** Exercise aim **
Put each line of the records below into a JSON list of strings, with one string per line. Leave out any blank lines.
** Start Source records **
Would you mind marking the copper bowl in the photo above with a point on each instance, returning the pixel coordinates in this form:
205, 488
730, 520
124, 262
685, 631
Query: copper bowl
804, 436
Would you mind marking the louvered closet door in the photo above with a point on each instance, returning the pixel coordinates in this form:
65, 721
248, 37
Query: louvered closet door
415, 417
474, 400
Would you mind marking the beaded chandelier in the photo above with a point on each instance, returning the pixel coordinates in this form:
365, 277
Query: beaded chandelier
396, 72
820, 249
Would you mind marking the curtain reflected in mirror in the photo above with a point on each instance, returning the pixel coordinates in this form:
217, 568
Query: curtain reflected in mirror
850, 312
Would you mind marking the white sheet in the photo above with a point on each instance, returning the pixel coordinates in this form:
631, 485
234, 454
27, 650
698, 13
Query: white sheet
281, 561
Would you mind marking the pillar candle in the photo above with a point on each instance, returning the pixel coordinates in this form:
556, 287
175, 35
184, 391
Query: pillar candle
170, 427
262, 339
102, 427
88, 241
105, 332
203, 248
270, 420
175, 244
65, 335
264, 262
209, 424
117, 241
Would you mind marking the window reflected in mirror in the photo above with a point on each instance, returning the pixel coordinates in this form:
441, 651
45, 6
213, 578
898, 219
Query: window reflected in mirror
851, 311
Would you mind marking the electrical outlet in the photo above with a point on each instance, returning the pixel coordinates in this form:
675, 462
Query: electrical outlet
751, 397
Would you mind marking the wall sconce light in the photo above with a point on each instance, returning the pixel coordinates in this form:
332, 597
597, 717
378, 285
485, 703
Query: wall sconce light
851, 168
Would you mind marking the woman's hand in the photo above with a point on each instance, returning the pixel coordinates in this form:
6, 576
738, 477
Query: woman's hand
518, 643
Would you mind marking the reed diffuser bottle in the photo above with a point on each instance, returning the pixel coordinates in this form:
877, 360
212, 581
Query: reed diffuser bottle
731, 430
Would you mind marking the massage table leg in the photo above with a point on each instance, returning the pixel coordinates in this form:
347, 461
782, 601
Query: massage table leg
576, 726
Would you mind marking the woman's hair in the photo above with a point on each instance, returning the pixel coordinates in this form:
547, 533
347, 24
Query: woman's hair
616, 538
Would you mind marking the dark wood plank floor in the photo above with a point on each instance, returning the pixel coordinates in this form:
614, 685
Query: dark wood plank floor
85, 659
** End Source records **
** Result of the task **
[
  "Would you mind marking the copper bowl in the photo above with a point on each instance, returning the pixel coordinates in this form:",
  "205, 488",
  "730, 520",
  "124, 262",
  "685, 631",
  "Query: copper bowl",
  "804, 436",
  "Would you mind marking the louvered closet door in the photo above with a point on each instance, returning the pixel coordinates in this form:",
  "65, 721",
  "248, 37",
  "Query: louvered closet door",
  "415, 417",
  "474, 400",
  "Would you mind marking the beaded chandelier in the photo above with a point on each instance, returning the pixel coordinates in this form:",
  "365, 277",
  "Query: beaded chandelier",
  "396, 72",
  "820, 249",
  "Would you mind marking the curtain reflected in mirror in the photo above with a point on each instance, returning the pixel coordinates in this form:",
  "217, 568",
  "Query: curtain reflected in mirror",
  "850, 312",
  "Would you mind marking the white sheet in the photo above with a point on each instance, returning the pixel coordinates in this form:",
  "631, 485",
  "234, 454",
  "27, 650",
  "698, 13",
  "Query: white sheet",
  "281, 561",
  "Would you mind marking the pillar candle in the photo above with a point on each instance, returning the pixel coordinates in this form:",
  "556, 287",
  "175, 35",
  "184, 391",
  "Query: pillar candle",
  "170, 427",
  "262, 339",
  "102, 427",
  "88, 241",
  "105, 332",
  "203, 248",
  "270, 420",
  "175, 244",
  "65, 335",
  "264, 262",
  "209, 424",
  "117, 241",
  "Would you mind marking the window reflected in mirror in the photo above with a point on each instance, returning the pixel coordinates in this form:",
  "441, 651",
  "45, 6",
  "213, 578",
  "898, 219",
  "Query: window reflected in mirror",
  "851, 311",
  "Would you mind marking the electrical outlet in the photo above with a point on each instance, returning the pixel coordinates in this form:",
  "675, 462",
  "Query: electrical outlet",
  "751, 397",
  "Would you mind marking the wall sconce light in the photo above with a point on each instance, returning the pixel coordinates in this form:",
  "332, 597",
  "597, 717",
  "378, 285",
  "485, 703",
  "Query: wall sconce light",
  "851, 168",
  "Would you mind marking the woman's hand in the photo above with a point on each instance, returning the pixel coordinates in this form:",
  "6, 576",
  "738, 477",
  "Query: woman's hand",
  "518, 643",
  "Would you mind marking the reed diffuser bottle in the photo above with a point on each instance, returning the pixel coordinates in this form:",
  "877, 360",
  "212, 581",
  "Query: reed diffuser bottle",
  "731, 430",
  "Would you mind marking the massage table leg in the photo above with a point on each instance, returning the pixel coordinates in this form:",
  "347, 461",
  "782, 601",
  "Query: massage table leg",
  "576, 726",
  "Would you mind marking the woman's hair in the photo above with a point on each instance, returning the pixel coordinates in this form:",
  "547, 533",
  "347, 24",
  "Query: woman's hair",
  "616, 538",
  "Would you mind marking the dark wood plank floor in the photo above with a point on each instance, returning the pixel coordinates in this form:",
  "614, 685",
  "Query: dark wood plank floor",
  "85, 659"
]